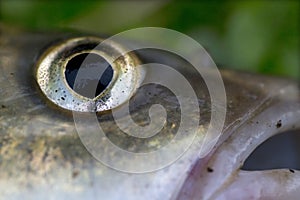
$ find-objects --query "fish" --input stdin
[0,25,300,199]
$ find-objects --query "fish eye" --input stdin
[35,37,143,112]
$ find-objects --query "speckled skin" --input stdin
[0,27,300,199]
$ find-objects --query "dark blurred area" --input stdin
[0,0,300,79]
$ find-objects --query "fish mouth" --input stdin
[0,25,300,199]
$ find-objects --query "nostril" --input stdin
[242,130,300,171]
[65,53,114,98]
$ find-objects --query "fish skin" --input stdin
[0,27,299,199]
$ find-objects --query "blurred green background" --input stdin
[0,0,300,79]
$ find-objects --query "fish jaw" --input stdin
[0,25,300,199]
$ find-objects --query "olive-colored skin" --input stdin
[0,26,300,199]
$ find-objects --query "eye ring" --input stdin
[35,37,143,112]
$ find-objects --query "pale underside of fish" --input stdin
[0,25,300,199]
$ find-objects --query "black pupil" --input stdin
[65,53,113,98]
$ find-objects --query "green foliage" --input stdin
[0,0,300,78]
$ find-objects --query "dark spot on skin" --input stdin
[276,120,282,128]
[72,170,79,178]
[207,167,214,173]
[289,169,295,173]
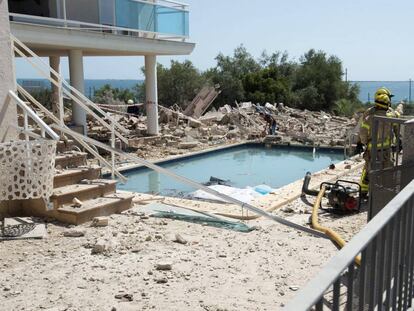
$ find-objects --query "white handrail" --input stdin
[10,34,129,133]
[17,85,127,182]
[9,90,59,140]
[14,42,128,144]
[52,124,326,239]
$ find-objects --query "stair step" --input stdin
[56,192,134,225]
[53,166,101,188]
[56,139,76,153]
[55,151,88,168]
[50,179,117,209]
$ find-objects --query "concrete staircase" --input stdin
[36,140,134,225]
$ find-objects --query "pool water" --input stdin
[119,146,344,196]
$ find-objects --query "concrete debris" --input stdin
[174,233,188,245]
[184,84,221,118]
[63,229,85,238]
[88,102,357,158]
[91,216,109,227]
[91,239,112,255]
[72,198,83,207]
[155,262,172,271]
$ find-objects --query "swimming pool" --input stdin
[119,144,344,196]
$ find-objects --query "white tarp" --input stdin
[191,185,272,203]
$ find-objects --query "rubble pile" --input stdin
[88,102,356,157]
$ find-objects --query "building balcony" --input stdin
[8,0,189,42]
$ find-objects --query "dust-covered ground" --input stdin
[0,171,366,311]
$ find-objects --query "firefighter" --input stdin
[359,87,398,198]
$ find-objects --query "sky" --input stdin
[16,0,414,81]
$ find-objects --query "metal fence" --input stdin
[285,117,414,311]
[368,116,414,220]
[285,180,414,311]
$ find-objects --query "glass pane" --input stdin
[157,6,188,36]
[99,0,115,26]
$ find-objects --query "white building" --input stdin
[8,0,195,135]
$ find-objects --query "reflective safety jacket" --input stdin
[359,107,399,150]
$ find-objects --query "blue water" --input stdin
[116,146,343,195]
[352,81,414,103]
[17,79,144,98]
[17,79,414,103]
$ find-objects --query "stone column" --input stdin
[0,0,17,142]
[69,50,87,135]
[145,55,158,135]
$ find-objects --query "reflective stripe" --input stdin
[361,122,371,130]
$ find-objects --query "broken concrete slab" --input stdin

************

» Required work: Return each line of the records that contains the word "concrete", copying every such line in full.

» Result for this exercise:
$ find-objects --query "concrete staircase" --input stdin
$ find-objects --query "concrete debris" --input stdin
$ find-objects --query "broken concrete slab" --input stdin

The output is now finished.